● Task to complete
Copy word for word, and only, the lines below from the one with "Practice step: locate the broken" through the last.

- - -

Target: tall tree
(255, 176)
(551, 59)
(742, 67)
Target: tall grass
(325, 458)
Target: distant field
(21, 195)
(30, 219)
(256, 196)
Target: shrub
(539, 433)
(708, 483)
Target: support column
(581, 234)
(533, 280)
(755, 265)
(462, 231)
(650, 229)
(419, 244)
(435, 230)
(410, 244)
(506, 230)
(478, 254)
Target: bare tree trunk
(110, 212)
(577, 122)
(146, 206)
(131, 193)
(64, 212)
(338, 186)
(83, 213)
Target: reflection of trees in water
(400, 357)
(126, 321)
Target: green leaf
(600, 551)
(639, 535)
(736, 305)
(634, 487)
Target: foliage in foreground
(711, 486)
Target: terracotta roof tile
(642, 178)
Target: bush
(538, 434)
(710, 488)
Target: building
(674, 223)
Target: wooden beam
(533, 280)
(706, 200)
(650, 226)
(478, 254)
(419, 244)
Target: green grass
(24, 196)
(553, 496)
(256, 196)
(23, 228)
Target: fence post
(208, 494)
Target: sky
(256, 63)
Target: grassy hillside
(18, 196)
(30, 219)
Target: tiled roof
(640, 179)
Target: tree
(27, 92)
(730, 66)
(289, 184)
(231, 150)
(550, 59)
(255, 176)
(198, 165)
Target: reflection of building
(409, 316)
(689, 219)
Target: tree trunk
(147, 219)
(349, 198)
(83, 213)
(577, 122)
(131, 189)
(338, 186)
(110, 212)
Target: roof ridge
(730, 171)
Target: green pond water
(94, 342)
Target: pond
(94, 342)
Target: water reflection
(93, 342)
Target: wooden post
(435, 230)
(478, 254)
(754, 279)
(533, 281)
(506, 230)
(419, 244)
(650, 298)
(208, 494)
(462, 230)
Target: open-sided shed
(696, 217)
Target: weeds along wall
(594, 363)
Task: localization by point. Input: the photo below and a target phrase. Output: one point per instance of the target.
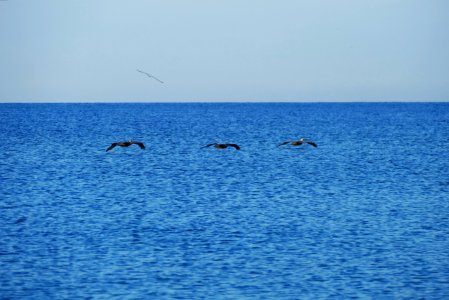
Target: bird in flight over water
(222, 146)
(149, 75)
(126, 144)
(299, 142)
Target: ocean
(363, 215)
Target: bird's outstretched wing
(111, 147)
(234, 145)
(140, 144)
(151, 76)
(209, 145)
(284, 143)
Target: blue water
(364, 215)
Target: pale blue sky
(206, 50)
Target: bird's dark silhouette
(126, 144)
(223, 146)
(149, 75)
(299, 142)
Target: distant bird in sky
(149, 75)
(126, 144)
(222, 146)
(299, 142)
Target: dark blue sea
(363, 215)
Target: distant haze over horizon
(224, 51)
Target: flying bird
(126, 144)
(149, 75)
(299, 142)
(222, 146)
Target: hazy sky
(206, 50)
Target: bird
(299, 142)
(223, 146)
(149, 75)
(126, 144)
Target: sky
(213, 50)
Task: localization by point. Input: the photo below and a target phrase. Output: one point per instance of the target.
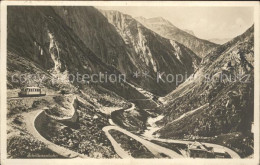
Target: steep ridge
(38, 36)
(153, 53)
(225, 81)
(168, 30)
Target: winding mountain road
(154, 148)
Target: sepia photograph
(115, 80)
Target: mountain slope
(223, 89)
(168, 30)
(40, 36)
(153, 53)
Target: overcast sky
(205, 22)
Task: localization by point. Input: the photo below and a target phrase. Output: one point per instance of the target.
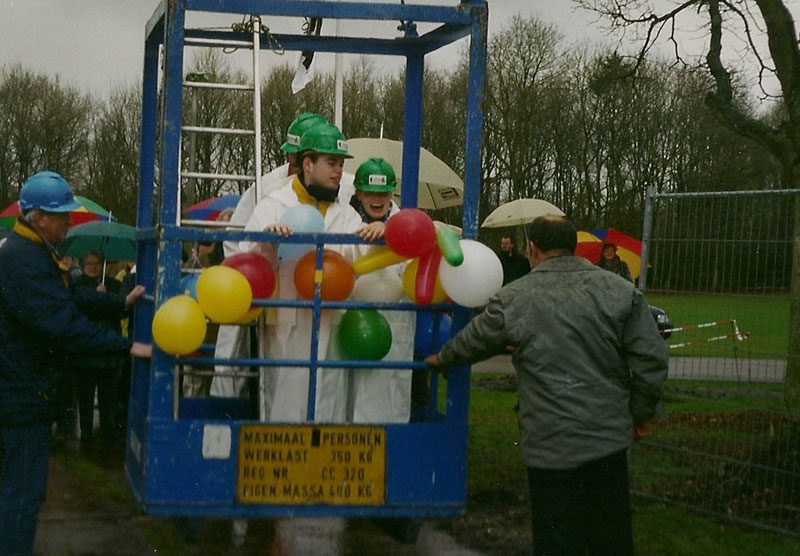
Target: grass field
(497, 480)
(764, 317)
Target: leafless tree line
(572, 126)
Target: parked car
(662, 320)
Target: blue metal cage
(190, 460)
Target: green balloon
(364, 334)
(450, 246)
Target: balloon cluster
(223, 293)
(443, 266)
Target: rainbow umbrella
(88, 212)
(629, 249)
(210, 208)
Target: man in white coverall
(323, 149)
(233, 341)
(381, 395)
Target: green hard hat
(375, 174)
(298, 127)
(324, 138)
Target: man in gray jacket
(590, 366)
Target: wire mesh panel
(721, 266)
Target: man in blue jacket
(41, 326)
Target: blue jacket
(41, 327)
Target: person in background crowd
(590, 371)
(99, 372)
(42, 327)
(514, 265)
(610, 261)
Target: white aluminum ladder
(255, 45)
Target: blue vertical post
(160, 406)
(476, 79)
(458, 406)
(412, 129)
(144, 214)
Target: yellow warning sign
(311, 464)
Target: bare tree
(113, 176)
(781, 59)
(45, 126)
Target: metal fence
(720, 265)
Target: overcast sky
(97, 44)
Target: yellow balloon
(224, 294)
(410, 281)
(376, 259)
(179, 326)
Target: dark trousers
(582, 511)
(105, 381)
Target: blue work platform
(213, 456)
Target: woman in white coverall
(323, 149)
(381, 395)
(233, 341)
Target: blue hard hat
(47, 191)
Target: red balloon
(427, 271)
(410, 233)
(257, 270)
(338, 276)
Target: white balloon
(382, 286)
(477, 279)
(302, 219)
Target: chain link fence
(721, 266)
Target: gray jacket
(590, 362)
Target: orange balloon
(338, 276)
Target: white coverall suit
(384, 395)
(234, 341)
(290, 337)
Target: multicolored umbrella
(89, 212)
(210, 208)
(590, 246)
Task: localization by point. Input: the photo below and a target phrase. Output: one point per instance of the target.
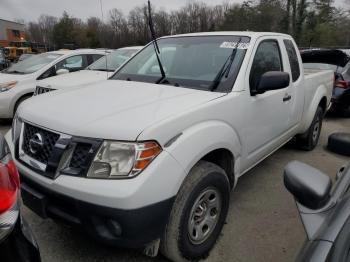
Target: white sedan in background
(18, 82)
(100, 70)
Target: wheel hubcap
(316, 131)
(204, 215)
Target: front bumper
(126, 213)
(20, 245)
(125, 228)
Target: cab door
(268, 114)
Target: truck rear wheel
(198, 214)
(309, 140)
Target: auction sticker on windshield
(234, 45)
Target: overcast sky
(31, 9)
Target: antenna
(105, 49)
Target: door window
(293, 59)
(267, 58)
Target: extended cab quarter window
(267, 58)
(73, 63)
(293, 59)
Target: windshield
(114, 60)
(190, 62)
(32, 64)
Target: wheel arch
(212, 141)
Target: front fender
(200, 139)
(310, 108)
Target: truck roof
(240, 33)
(78, 51)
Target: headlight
(16, 127)
(122, 159)
(7, 86)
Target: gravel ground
(262, 224)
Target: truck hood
(74, 79)
(111, 109)
(4, 78)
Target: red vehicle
(16, 240)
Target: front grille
(49, 141)
(42, 90)
(80, 156)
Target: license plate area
(34, 200)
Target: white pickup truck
(147, 159)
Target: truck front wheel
(309, 140)
(198, 214)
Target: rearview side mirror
(272, 80)
(310, 187)
(62, 71)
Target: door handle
(287, 97)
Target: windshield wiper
(154, 42)
(103, 70)
(225, 70)
(14, 72)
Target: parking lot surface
(262, 224)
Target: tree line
(316, 23)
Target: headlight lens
(7, 86)
(122, 159)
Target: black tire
(308, 141)
(19, 101)
(345, 111)
(204, 179)
(339, 143)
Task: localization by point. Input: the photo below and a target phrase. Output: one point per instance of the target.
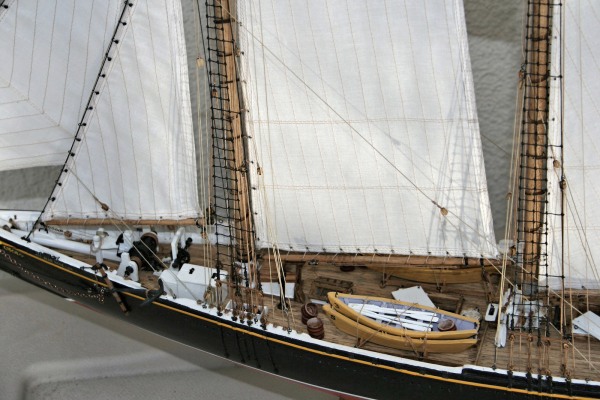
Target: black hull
(311, 363)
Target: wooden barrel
(315, 328)
(308, 311)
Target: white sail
(579, 116)
(50, 55)
(136, 154)
(361, 116)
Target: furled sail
(577, 111)
(136, 153)
(363, 129)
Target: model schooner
(340, 158)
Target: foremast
(231, 200)
(534, 144)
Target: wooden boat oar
(415, 314)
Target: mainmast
(534, 143)
(231, 199)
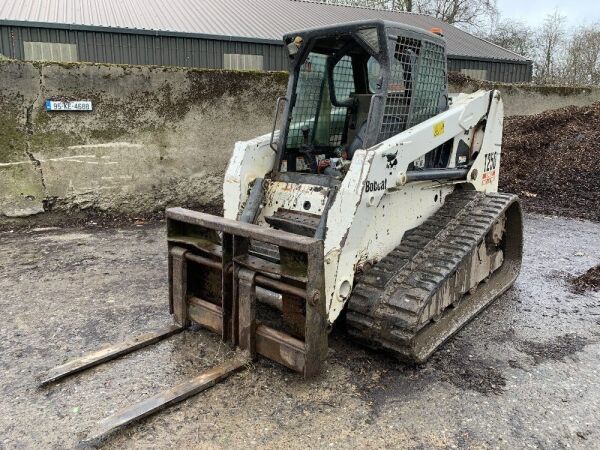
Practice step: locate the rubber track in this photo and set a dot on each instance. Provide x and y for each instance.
(391, 304)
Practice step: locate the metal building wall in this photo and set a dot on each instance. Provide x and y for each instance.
(129, 48)
(500, 71)
(147, 48)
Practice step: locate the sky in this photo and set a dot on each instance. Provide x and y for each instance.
(532, 12)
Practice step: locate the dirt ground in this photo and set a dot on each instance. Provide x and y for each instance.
(524, 374)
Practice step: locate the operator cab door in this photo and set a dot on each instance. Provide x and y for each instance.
(329, 106)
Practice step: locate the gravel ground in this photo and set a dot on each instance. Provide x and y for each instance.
(523, 374)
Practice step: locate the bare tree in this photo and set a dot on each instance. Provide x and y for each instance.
(468, 13)
(550, 41)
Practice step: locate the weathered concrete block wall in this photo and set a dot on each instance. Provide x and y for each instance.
(526, 99)
(156, 136)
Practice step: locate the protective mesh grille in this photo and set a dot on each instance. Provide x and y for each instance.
(313, 105)
(343, 80)
(417, 84)
(308, 97)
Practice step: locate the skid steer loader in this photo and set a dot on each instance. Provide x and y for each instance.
(377, 198)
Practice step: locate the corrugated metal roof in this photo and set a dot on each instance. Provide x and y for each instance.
(264, 20)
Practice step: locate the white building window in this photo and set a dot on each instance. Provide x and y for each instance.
(476, 74)
(50, 51)
(235, 61)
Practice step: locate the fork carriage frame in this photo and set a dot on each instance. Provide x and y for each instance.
(195, 249)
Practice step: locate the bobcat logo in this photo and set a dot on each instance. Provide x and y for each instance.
(392, 160)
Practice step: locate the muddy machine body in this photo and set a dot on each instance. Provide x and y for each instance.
(377, 198)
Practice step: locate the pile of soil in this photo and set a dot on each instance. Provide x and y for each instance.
(589, 281)
(551, 161)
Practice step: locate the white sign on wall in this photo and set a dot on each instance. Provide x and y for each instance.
(78, 105)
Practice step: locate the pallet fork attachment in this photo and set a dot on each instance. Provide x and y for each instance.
(215, 280)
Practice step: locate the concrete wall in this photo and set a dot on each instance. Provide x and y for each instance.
(156, 137)
(526, 99)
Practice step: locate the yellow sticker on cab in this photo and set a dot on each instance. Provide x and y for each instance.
(438, 129)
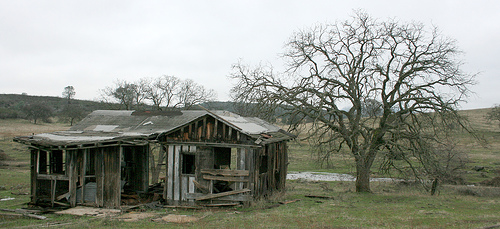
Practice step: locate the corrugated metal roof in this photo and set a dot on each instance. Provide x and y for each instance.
(105, 125)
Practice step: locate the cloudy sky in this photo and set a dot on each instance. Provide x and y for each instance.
(48, 45)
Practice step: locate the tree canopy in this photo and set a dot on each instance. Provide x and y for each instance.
(367, 86)
(165, 92)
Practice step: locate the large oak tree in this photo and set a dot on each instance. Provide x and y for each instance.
(367, 86)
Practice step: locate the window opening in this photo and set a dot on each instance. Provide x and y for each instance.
(188, 164)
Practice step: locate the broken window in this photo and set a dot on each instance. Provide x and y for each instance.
(225, 158)
(263, 164)
(188, 163)
(51, 162)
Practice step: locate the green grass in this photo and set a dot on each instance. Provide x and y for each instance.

- - -

● Worked solution
Practice step: locate the broken window in this photo and set a dot on each instance. Provide x and y for each instance.
(225, 158)
(263, 164)
(188, 163)
(51, 162)
Practice step: locate the green grass in this photo and set a dot on each instance. Provide x and y for each instance.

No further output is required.